TASK DATA:
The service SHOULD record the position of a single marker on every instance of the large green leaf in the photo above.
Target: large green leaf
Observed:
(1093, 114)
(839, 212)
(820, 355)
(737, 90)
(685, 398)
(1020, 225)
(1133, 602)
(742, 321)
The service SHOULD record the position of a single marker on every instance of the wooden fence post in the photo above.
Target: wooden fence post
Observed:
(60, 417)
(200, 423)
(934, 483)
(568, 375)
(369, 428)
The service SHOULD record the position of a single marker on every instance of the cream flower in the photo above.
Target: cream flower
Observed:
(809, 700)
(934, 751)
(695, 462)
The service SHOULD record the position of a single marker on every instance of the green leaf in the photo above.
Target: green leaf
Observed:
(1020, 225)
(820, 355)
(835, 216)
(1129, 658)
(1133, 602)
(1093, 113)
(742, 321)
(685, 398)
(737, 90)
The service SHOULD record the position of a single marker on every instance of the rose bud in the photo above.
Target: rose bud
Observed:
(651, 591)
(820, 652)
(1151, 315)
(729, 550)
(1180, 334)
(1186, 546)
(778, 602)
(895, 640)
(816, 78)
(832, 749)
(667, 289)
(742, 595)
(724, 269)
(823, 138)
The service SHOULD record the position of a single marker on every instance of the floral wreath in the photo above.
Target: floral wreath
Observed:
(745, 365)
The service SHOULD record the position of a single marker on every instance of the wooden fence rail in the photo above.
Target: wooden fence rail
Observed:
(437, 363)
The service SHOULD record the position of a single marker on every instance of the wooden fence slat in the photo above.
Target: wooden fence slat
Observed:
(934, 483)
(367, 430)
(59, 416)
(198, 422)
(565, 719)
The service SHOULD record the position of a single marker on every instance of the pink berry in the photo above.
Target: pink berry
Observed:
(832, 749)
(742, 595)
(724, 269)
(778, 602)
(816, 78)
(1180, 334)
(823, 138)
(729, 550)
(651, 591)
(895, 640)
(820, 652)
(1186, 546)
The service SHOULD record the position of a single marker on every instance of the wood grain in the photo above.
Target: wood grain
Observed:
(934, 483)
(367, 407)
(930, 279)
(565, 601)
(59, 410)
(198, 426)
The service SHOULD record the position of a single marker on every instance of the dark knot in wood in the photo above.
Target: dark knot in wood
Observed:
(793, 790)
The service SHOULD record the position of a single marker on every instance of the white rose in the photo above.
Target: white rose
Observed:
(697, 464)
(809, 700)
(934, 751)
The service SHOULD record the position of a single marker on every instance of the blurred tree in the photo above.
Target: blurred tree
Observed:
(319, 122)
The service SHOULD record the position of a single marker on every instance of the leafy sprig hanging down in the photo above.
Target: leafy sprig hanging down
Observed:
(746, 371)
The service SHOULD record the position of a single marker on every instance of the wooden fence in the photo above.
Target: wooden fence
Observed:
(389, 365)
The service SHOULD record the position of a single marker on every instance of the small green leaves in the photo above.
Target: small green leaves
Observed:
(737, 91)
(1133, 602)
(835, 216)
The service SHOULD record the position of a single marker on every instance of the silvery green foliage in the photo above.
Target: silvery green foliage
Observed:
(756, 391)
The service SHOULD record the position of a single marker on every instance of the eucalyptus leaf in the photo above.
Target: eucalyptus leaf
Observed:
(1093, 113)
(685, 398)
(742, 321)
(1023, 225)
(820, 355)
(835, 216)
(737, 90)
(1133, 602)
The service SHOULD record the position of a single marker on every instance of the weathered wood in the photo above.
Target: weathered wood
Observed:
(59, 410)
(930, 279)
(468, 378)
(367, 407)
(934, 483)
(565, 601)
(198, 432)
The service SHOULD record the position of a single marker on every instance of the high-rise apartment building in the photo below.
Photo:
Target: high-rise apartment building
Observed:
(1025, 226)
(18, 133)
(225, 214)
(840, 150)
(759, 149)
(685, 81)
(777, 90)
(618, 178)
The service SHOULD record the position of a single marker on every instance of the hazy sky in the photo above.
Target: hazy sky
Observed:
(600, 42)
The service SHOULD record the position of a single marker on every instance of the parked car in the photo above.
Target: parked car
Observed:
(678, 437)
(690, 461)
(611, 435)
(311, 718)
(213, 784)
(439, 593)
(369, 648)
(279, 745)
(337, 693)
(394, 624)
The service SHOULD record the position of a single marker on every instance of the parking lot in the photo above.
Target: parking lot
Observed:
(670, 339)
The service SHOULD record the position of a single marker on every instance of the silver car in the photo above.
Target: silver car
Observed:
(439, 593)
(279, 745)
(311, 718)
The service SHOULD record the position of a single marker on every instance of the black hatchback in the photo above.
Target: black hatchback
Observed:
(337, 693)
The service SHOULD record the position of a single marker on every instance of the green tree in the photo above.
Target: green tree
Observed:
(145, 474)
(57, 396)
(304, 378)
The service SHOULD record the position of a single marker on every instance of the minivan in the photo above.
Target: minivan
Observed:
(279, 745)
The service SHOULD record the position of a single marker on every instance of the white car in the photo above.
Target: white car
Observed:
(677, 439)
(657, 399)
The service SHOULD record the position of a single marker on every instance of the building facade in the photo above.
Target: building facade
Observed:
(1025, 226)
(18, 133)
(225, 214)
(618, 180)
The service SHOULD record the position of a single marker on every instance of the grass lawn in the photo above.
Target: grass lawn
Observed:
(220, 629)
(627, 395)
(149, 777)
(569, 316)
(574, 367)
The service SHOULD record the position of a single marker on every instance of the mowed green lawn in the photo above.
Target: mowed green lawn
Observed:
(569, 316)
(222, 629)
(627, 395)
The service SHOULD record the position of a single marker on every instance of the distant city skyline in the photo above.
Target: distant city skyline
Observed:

WRITTEN EXERCISE: Write out the data exactly as it stands.

SOLUTION TO THIS TASK:
The service SHOULD record the position of a single marker on every instance of the large green leaf in the photo above.
Target: large green leaf
Observed:
(1093, 114)
(839, 212)
(820, 355)
(737, 90)
(685, 398)
(1020, 225)
(1133, 602)
(742, 321)
The service SHOULD record the position of a single marker on every instance of the wooden fence post in the photo above.
Target: wooden fence post
Observed:
(60, 417)
(200, 423)
(934, 483)
(568, 375)
(369, 428)
The service SHOULD record the position of a single marker on every instance of the cream flower in the photo above.
Target: cream flower
Observed:
(809, 700)
(934, 751)
(695, 462)
The service SHOULD record the position of a single marker on every instance of the green leaf in the photo above.
Target: green leaf
Observed:
(1020, 225)
(820, 355)
(835, 216)
(1129, 658)
(1133, 602)
(1093, 113)
(742, 321)
(685, 398)
(737, 90)
The service SHOULD record the position of a single marker on every instance of the rose bud in the photo above.
Target: rose bud
Observed:
(651, 591)
(820, 652)
(1151, 315)
(729, 550)
(1180, 334)
(1186, 546)
(778, 602)
(895, 640)
(816, 78)
(832, 749)
(667, 289)
(742, 595)
(724, 269)
(823, 138)
The service SHOULD record the position of a single marker on every instance of the floral wreath in the photo above.
Target: floral wreath
Observed:
(745, 365)
The service SHOULD record the position of a single marker on every instance of the wooden fence rail in the photo above.
Target: wooden fence rail
Observed:
(437, 363)
The service SHOULD record the position of a single marker on every instance of the wooden fence slat in the photo above.
Target: wooden fence slat
Observed:
(934, 483)
(367, 430)
(59, 416)
(198, 422)
(565, 719)
The service SHOULD record the position of a single marker on every instance of the pink berry in the photo above.
Target: pink berry
Observed:
(832, 749)
(742, 595)
(724, 269)
(778, 602)
(816, 78)
(1180, 334)
(823, 138)
(729, 550)
(651, 591)
(895, 640)
(820, 652)
(1186, 546)
The service SHOULD record the position of a single marker on every instance of the wood grain in the photo above.
Target: wood grain
Observed:
(934, 483)
(367, 407)
(930, 279)
(565, 601)
(59, 410)
(198, 426)
The service SHOULD record the position of a single marker on every instance of the dark knot in wood in the photo above.
Target: dark knot in wood
Observed:
(793, 790)
The service SHOULD record the position of a single marker on every instance of the white rose in the photo above.
Target: white rose
Observed:
(697, 464)
(809, 700)
(934, 751)
The service SHOULD record the position of a single marker on every instance of the blurred tree in the photo above.
Target: blurred tree
Observed:
(319, 122)
The service SHOULD record the position of a single marker on every instance of the leafy sprig hanging down in the photo above.
Target: leafy sprig hanging down
Observed:
(746, 371)
The service SHOULD record the position of a single marker on every instance of the wooden fence in the photo above.
Target: wooden fence
Observed:
(389, 365)
The service SHOULD record the position of a single marker on every instance of the small green leaves in the photo above.
Target: small green leaves
Observed:
(737, 91)
(1133, 602)
(835, 216)
The service SHOULD record the position of a single marker on every instance of the silvery green foliage in the photo above.
Target: silvery green foliage
Observed:
(756, 391)
The service SHOULD record the position of a single marker on every instance of the eucalyptus leaf in the photo above.
Target: eucalyptus leaf
Observed:
(1093, 113)
(685, 398)
(742, 321)
(1023, 225)
(820, 355)
(835, 216)
(737, 90)
(1133, 602)
The service SHOULD record the position of a single marker on every instance of the weathered wood in the photo above.
Target: weathered wood
Observed:
(59, 410)
(930, 279)
(468, 378)
(367, 407)
(934, 483)
(565, 601)
(198, 432)
The service SHOULD record the position of a single marker on every instance of the high-rise apartment building in the photo below.
Photo:
Target: high-rise apartment building
Observed:
(1025, 226)
(18, 133)
(225, 214)
(840, 150)
(759, 149)
(685, 81)
(777, 90)
(618, 178)
The service SHOULD record the position of a single marker on every instance of the hazy sky in the photo above.
Target: hazy sky
Observed:
(600, 42)
The service SHOULD record the position of a single marker on every instance of the parked car in the photo above.
Target: parked car
Observed:
(678, 437)
(690, 461)
(611, 435)
(311, 718)
(213, 784)
(439, 593)
(369, 648)
(279, 745)
(337, 693)
(394, 624)
The service SHOULD record the position of a single marker on every instance of the parking lot in the photo above.
Target: parking lot
Observed:
(670, 339)
The service SHOULD record the position of a single marker on every instance of the silver car in the photo above.
Target: silver car
Observed:
(439, 593)
(279, 745)
(311, 718)
The service SHOULD record the position of a single marker on every instance of the black hatchback in the photo above.
Target: black hatchback
Observed:
(337, 693)
The service SHOULD record the position of a single marker on every instance of the green tree in the photo above.
Target: green tree
Observed:
(145, 474)
(57, 396)
(304, 378)
The service SHOULD record the position of a single marker on every instance of the minivan in the photo above.
Target: minivan
Observed:
(279, 745)
The service SHOULD record the position of a single marker on every instance of the white car in the photo above.
Target: white car
Observed:
(677, 439)
(657, 399)
The service SHOULD record the position of a single marker on every instance of the building facade in the photo above.
Target: building facade
Observed:
(1025, 226)
(18, 133)
(225, 214)
(618, 180)
The service SHOULD record the position of a single marker on every instance of the grass lawn in the photo above.
Target: grass lawn
Observed:
(220, 629)
(627, 395)
(149, 777)
(569, 316)
(574, 367)
The service SHOULD record the position of a single marker on every instance of the mowed green lawn in the photo above.
Target: mowed green lawn
Observed:
(569, 316)
(222, 629)
(627, 395)
The service SHOULD record the position of a single marker on every instance of the distant city skyline in the photo above.
Target: distant city skyline
Observed:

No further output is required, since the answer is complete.